AIM OF THE EXERCISE >> Rewrite the items in the stretch from the line containing "the green grass." through the line containing "[0,347,295,468]", requests included, increasing every bounding-box coordinate in the answers by 63.

SOURCE RECORDS >>

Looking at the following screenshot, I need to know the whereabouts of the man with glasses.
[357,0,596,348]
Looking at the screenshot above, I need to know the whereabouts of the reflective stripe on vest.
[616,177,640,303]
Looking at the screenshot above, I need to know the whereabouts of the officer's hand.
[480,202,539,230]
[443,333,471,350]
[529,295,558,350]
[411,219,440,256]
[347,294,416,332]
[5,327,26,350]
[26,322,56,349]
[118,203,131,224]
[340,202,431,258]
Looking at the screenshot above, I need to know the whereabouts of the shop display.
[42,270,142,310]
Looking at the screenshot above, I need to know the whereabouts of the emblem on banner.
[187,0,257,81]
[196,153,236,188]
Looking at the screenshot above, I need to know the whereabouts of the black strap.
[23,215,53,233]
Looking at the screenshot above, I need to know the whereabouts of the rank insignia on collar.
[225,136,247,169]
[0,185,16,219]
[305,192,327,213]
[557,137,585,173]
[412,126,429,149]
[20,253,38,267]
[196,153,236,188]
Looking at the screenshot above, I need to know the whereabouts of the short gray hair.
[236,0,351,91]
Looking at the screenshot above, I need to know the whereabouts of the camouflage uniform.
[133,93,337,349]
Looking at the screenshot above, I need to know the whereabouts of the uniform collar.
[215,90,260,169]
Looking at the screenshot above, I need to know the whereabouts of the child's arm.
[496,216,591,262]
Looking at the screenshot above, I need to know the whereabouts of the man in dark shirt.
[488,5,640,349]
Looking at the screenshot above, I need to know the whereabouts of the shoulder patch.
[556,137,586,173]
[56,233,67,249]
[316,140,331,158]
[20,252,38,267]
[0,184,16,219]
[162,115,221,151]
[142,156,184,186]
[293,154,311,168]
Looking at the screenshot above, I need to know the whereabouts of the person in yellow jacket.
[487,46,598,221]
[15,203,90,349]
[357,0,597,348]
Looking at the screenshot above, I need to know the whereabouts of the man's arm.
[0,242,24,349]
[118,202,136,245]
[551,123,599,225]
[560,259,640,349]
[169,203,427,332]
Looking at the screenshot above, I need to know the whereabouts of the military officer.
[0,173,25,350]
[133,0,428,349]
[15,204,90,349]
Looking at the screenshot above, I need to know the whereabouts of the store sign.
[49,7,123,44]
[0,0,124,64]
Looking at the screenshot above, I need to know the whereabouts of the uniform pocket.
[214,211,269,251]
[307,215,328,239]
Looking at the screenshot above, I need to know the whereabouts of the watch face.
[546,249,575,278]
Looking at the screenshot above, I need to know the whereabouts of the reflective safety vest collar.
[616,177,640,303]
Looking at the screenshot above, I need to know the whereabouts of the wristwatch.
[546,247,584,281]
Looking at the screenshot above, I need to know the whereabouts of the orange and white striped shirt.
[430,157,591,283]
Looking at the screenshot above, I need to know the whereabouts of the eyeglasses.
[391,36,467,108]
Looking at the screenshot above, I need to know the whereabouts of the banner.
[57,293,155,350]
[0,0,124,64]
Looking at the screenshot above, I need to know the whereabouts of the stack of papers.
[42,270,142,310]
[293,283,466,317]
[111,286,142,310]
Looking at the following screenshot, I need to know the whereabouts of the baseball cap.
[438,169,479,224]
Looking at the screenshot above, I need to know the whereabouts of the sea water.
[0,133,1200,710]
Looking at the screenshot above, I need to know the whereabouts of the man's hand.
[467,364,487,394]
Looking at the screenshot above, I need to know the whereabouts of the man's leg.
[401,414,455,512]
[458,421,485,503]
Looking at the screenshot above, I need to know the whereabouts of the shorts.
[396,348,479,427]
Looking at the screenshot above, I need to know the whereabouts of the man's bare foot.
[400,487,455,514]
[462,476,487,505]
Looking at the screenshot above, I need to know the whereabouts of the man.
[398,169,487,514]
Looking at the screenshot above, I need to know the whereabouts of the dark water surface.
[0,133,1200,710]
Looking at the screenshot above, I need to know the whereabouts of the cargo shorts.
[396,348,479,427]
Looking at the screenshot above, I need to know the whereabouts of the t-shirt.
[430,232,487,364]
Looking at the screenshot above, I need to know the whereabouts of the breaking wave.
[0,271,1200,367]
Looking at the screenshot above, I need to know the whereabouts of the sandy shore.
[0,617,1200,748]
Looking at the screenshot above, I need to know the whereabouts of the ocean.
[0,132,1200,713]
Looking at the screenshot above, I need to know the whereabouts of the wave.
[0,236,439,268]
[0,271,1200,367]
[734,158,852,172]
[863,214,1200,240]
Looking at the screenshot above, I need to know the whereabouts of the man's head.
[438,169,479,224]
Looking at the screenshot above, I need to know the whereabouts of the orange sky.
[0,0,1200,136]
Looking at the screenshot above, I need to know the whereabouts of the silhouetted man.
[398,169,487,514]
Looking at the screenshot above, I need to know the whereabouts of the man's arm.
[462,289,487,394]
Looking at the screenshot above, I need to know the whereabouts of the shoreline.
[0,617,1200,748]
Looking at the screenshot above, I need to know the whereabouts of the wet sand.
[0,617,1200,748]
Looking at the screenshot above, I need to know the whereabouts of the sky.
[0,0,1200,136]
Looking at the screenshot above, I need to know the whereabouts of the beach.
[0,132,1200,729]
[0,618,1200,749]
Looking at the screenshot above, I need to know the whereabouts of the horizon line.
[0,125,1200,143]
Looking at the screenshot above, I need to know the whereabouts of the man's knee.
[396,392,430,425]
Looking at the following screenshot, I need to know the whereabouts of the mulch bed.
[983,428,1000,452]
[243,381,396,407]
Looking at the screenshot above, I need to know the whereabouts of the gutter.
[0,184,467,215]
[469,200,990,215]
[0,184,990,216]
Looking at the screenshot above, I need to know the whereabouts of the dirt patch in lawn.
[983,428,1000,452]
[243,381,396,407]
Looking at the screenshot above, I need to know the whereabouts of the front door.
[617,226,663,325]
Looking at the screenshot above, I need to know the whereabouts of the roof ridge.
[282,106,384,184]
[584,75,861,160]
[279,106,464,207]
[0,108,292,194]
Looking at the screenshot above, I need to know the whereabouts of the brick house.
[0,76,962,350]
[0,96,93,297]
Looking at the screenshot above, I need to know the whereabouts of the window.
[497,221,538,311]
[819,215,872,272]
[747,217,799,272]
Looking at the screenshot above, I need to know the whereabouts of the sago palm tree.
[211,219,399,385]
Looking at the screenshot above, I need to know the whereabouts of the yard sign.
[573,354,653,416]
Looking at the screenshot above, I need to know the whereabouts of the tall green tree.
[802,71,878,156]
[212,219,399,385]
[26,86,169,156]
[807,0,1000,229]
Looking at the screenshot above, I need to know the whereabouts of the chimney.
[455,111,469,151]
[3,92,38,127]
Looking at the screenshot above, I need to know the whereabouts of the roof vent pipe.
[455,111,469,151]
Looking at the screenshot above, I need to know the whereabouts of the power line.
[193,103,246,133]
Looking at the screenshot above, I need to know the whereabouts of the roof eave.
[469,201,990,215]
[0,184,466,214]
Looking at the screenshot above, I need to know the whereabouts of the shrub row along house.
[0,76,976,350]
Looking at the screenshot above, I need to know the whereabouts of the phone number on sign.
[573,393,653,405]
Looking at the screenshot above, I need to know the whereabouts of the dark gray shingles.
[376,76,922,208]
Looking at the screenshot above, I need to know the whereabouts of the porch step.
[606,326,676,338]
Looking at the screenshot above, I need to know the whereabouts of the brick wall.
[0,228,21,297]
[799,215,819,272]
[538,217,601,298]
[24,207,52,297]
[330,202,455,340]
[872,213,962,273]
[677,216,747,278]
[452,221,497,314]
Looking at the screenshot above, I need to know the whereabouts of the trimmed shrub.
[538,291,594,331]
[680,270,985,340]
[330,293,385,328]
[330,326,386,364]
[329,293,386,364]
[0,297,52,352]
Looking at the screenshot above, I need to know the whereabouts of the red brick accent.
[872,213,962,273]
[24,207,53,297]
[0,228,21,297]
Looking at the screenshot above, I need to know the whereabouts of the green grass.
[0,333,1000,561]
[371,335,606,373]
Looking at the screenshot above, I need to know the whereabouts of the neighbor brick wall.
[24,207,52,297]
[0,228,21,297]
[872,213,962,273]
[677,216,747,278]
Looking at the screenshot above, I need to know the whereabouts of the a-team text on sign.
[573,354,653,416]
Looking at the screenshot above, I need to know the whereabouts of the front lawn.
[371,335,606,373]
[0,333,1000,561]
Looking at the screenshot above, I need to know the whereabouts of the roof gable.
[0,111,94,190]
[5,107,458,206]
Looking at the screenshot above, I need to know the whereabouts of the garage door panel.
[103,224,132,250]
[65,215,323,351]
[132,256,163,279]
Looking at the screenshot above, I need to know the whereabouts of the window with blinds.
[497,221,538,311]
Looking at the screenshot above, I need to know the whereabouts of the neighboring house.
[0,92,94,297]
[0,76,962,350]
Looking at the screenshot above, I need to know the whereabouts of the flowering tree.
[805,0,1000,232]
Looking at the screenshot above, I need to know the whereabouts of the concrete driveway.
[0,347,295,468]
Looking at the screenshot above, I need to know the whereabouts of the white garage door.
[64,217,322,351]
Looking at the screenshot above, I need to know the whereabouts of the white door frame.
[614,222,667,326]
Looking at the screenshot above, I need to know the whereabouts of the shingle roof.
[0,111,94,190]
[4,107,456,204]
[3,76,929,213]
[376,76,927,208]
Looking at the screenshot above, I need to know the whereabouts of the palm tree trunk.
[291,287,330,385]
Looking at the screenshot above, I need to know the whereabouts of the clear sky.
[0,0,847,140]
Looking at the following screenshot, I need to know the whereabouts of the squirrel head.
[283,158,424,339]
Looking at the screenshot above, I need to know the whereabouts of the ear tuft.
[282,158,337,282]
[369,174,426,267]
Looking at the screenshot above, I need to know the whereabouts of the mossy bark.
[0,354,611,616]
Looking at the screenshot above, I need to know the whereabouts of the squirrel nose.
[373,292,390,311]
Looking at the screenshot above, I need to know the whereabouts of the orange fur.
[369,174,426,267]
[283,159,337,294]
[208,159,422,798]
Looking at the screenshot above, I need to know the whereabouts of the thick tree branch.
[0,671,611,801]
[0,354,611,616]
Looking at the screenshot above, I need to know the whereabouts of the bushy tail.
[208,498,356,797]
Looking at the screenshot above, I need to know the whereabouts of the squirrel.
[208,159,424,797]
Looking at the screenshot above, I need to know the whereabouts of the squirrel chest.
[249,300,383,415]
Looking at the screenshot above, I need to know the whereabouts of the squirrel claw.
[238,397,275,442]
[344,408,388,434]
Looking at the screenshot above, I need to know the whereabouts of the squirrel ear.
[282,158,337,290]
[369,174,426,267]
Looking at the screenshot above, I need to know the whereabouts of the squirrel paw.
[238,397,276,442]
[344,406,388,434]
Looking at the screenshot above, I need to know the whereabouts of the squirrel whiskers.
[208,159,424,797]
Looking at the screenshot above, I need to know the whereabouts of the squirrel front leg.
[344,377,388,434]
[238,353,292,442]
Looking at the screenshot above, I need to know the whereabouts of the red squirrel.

WORKED ANSWER >>
Looking at the screenshot above, I need to know the whereabouts of the green grass.
[63,396,1063,624]
[434,398,669,436]
Looking at the screenshot above, I need to know the whereabouts of the neighbor brick wall.
[87,270,115,360]
[63,291,84,360]
[935,276,1025,336]
[740,279,810,341]
Looking at the screenshot above, I need to know the whereabouts of the a-team text on sign.
[636,417,716,479]
Looking at the screenshot above, I need to know the whereabouts of the front lawn.
[434,398,669,436]
[63,396,1063,624]
Looking at the screenshot above, I need to know the whereabouts of the roof gable.
[63,174,157,253]
[68,170,521,269]
Looking at the screenshot above, I need to know the whereabouts of the garage door panel.
[166,287,195,313]
[128,278,386,414]
[195,319,226,342]
Looking at the screenshot above, I need to know the whereabouts of the window with blinds.
[560,284,601,374]
Looking at the screenshot above, I need to know the whereabouts of the neighboring house.
[63,155,157,360]
[63,139,1025,413]
Looking at the screenshot above, I need to know the whereabouts of the flowering tree.
[868,63,1063,295]
Looking at the screenshot above, I need to know the whereabouts of the concrete driveway.
[63,410,358,531]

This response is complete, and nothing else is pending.